[BEGIN]

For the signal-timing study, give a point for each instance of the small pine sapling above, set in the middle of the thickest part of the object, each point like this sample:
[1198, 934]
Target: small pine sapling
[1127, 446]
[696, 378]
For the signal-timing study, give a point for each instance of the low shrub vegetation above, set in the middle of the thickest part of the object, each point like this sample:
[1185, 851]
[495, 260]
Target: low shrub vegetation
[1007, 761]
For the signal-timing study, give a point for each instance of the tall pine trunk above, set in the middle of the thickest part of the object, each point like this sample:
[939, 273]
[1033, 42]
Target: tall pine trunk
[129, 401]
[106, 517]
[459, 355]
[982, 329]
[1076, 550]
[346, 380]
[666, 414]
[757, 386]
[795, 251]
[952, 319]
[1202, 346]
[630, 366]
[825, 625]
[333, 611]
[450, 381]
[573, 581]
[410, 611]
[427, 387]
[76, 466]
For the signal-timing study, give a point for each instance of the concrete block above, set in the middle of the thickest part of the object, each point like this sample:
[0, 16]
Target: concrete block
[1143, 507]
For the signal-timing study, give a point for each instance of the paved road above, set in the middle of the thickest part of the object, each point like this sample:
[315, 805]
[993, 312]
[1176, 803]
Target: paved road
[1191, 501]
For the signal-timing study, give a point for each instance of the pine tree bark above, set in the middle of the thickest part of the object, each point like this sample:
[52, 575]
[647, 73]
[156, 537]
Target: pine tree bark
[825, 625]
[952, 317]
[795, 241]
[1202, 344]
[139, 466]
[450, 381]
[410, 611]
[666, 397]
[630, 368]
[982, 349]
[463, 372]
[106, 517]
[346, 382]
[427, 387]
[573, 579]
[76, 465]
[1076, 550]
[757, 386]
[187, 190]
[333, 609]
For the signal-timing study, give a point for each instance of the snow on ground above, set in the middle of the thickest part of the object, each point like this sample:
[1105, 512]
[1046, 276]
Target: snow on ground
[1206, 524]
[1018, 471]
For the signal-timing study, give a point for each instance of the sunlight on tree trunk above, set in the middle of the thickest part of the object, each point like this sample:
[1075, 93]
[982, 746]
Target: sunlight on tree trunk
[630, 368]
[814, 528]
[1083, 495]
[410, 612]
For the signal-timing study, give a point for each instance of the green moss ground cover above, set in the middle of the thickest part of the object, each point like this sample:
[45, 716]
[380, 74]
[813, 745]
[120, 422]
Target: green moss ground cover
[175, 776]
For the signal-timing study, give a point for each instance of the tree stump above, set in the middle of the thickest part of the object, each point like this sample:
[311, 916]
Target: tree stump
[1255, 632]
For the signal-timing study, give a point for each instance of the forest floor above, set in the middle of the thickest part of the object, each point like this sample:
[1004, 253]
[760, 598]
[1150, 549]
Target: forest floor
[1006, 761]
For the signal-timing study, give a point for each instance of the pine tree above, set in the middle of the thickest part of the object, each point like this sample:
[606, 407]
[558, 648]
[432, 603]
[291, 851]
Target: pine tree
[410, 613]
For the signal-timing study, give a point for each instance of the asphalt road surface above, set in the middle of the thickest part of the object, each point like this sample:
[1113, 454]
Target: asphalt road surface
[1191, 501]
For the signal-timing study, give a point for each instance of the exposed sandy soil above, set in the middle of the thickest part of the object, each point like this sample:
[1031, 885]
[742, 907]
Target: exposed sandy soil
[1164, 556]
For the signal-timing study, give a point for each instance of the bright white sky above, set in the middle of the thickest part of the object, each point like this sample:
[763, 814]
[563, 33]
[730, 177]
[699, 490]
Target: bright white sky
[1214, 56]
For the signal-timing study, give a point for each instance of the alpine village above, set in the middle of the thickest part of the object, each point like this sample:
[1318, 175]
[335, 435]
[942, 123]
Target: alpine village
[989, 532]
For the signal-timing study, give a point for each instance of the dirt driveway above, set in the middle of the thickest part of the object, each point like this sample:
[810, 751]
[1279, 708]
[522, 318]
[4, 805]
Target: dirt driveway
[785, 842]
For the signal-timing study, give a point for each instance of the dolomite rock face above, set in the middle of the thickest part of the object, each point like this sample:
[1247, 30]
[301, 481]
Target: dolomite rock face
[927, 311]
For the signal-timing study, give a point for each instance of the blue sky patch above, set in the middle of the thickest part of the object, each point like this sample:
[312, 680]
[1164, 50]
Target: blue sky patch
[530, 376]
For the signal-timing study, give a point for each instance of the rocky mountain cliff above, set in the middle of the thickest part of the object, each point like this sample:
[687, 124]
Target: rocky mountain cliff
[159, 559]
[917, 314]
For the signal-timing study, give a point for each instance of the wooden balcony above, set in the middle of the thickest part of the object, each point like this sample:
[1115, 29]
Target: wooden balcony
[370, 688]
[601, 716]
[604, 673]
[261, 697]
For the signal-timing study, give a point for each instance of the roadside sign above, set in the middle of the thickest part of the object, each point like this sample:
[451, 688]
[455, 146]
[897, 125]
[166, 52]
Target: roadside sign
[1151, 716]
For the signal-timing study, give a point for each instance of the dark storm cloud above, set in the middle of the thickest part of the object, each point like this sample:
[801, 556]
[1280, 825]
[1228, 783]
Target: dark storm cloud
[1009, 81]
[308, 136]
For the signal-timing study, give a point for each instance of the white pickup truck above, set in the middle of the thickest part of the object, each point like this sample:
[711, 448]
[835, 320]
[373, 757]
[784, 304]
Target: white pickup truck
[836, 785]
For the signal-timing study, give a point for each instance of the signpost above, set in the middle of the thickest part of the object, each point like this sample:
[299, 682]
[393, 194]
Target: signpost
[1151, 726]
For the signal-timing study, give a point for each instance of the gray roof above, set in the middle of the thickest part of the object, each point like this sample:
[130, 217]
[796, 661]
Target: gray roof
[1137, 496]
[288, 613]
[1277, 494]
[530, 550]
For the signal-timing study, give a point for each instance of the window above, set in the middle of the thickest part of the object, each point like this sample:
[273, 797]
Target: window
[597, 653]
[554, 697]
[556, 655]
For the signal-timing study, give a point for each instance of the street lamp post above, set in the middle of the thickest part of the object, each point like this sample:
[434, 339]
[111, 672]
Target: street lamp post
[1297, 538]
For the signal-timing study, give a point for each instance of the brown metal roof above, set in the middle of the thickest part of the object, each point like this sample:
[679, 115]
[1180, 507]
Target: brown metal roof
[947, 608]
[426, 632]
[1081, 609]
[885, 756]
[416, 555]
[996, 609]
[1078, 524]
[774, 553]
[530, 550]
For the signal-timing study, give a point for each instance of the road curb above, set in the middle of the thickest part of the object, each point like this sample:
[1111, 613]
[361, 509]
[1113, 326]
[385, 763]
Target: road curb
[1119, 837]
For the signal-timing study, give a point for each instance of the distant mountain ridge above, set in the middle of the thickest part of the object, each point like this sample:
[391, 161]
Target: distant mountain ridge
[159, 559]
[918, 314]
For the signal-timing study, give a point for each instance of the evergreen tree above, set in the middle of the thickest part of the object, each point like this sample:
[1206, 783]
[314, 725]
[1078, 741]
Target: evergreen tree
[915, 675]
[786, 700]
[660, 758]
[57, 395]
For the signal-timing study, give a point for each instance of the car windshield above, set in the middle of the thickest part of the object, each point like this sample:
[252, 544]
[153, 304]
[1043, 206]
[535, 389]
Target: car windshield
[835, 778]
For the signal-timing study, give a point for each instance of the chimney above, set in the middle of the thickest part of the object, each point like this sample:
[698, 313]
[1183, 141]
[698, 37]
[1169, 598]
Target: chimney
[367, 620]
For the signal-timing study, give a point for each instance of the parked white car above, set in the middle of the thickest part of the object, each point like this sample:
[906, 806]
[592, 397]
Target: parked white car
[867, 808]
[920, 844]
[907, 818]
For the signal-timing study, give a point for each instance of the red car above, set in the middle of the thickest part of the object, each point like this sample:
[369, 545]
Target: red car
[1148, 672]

[END]

• [The request]:
In the listing, take the part that opens with the line containing "of the gray" and closes with the line containing "[1119, 837]", and switch every "thickest" in it to "widest". Write out only those lines, with all else unchanged.

• [Result]:
For the signal-timing study, give a point for each instance of the gray roof above, set in the middle of the widest part of the object, each point like this sample:
[130, 217]
[796, 661]
Target: gray roof
[1137, 496]
[288, 613]
[1277, 494]
[530, 550]
For the signal-timing study, give a point for each instance of the window above, set in the middle of the widest part of the object, each point like this sample:
[273, 797]
Target: window
[597, 653]
[554, 697]
[556, 655]
For the signal-timing study, give a point for each instance of the street lamp post above, set in the middle of the widest part of the object, each point like this sample:
[434, 339]
[111, 672]
Target: street lamp post
[1297, 538]
For the signal-timing study, give a point for each instance of the brown metal roof above, set in the middle of the widest part of the object, each point like this sample:
[679, 115]
[1180, 507]
Target: brown metal roof
[947, 608]
[426, 632]
[1081, 609]
[885, 756]
[416, 555]
[996, 609]
[1078, 524]
[774, 553]
[530, 550]
For the signal-timing study, give a point for each instance of the road curb above, set in the middle of the widest part of the object, each point like this sample:
[1111, 613]
[361, 509]
[1113, 326]
[385, 763]
Target: road curb
[1119, 837]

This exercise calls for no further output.